(OBIETTIVO 1):
Rispondi a queste domande sul brano dedicato alla venerazione della croce:
(a) Verso quali direzioni guarda il vescovo mentre canta durante la grande esaltazione?
(b) Che cosa si fa della croce prima che il vescovo pronunci le parole conclusive?
(c) Quale titolo attribuisce Sant'Efrem a Cristo?
(OBIETTIVO 2):
Trasforma in un elenco puntato il paragrafo del brano sulla venerazione della croce che comincia con "Un prete presenta la croce", mantenendone i fatti principali.

(BRANO PROPOSTO):

--------

Un prete presenta la croce alla venerazione del vescovo o del celebrante, che l'incensa e la regge mentre clero e popolo la venerano: "Adoriamo la tua croce, poiché essa ha adoperato la nostra salvezza; col buon ladrone diciamo: Cristo, ricordati di noi quando verrai di nuovo". Dopo la venerazione si fa la grande esaltazione della croce: il vescovo l'innalza e canta guardando verso oriente, verso occidente, verso settentrione e verso meridione: "Tu che sei stato crocifisso per noi, abbi pietà di noi".
La croce viene poi lavata, unta e sepolta sotto l'altare, e il vescovo conclude: "Benedetto Cristo, che è stato la chiave che ha aperto le porte dello sheol e per lui Adamo, che era stato espulso dal paradiso, vi è ritornato". Sant'Efrem associa il mattino di questo giorno con quello di Pasqua, dando a Cristo il titolo di mattino: "Gloria a te, Cristo Mattino, che ci hai riscattati per mezzo del tuo mattino. Ecco al mattino finì la seduta del tribunale formato dai sacerdoti, autori del crimine. Al mattino ti flagellarono, pieni di gelosia; ti presero e ti consegnarono al giudice, ma tu come Signore, sei la fonte della vita per chiunque crede in te. Al mattino tu rivestisti Adamo di bellezza, di gloria, di splendore, e al mattino con delle vesti di disprezzo ti hanno rivestito. Al mattino uscì dall'Egitto il popolo, e al mattino gli fece caricare la croce sulle spalle e lo fece uscire verso la morte. A te la gloria da parte di tutte le cose belle: Tu sei lo splendore di tutte le costellazioni! Tu sei colui che riveste di bellezza tutte le piante e tutti i fiori".

--------

(RECORD DEL DATASET):
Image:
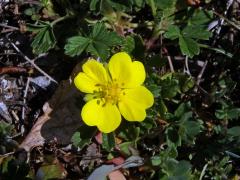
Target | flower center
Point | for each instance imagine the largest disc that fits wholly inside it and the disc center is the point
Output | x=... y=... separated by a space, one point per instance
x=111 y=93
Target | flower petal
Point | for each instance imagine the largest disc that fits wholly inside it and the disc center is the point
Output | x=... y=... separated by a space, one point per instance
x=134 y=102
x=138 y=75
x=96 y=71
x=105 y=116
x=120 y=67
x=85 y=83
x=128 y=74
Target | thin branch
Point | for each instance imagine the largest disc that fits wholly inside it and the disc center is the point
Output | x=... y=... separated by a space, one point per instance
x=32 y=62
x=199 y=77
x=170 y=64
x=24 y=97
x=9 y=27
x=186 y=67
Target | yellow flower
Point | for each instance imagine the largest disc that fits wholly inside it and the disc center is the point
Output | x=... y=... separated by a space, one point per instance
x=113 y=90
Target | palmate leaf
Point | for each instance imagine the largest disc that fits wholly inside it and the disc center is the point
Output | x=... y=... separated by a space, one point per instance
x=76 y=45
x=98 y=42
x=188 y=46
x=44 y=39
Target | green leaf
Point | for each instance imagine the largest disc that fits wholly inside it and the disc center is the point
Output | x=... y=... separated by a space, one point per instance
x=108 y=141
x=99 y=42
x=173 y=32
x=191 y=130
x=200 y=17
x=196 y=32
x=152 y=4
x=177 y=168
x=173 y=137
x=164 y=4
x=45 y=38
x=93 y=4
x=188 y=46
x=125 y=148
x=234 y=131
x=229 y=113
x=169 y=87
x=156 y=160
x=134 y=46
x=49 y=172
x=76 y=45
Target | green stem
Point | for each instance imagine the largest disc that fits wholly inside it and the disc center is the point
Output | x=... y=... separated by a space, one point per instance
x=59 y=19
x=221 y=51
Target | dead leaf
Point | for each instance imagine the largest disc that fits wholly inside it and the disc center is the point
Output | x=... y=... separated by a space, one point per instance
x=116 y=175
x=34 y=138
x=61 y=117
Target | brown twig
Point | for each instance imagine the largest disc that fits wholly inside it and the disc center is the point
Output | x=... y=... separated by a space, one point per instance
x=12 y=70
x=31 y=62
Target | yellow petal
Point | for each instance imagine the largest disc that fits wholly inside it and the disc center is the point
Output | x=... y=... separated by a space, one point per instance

--------

(RISPOSTA 1):
(a) Verso oriente, occidente, settentrione e meridione.
(b) Viene lavata, unta e sepolta sotto l'altare.
(c) Il titolo di "Mattino" ("Cristo Mattino").

(RISPOSTA 2):
- Un prete presenta la croce alla venerazione del vescovo o del celebrante.
- Il vescovo o il celebrante la incensa e la regge mentre clero e popolo la venerano, dicendo: "Adoriamo la tua croce, poiché essa ha adoperato la nostra salvezza; col buon ladrone diciamo: Cristo, ricordati di noi quando verrai di nuovo".
- Dopo la venerazione si svolge la grande esaltazione della croce.
- Il vescovo innalza la croce e canta guardando verso oriente, occidente, settentrione e meridione: "Tu che sei stato crocifisso per noi, abbi pietà di noi".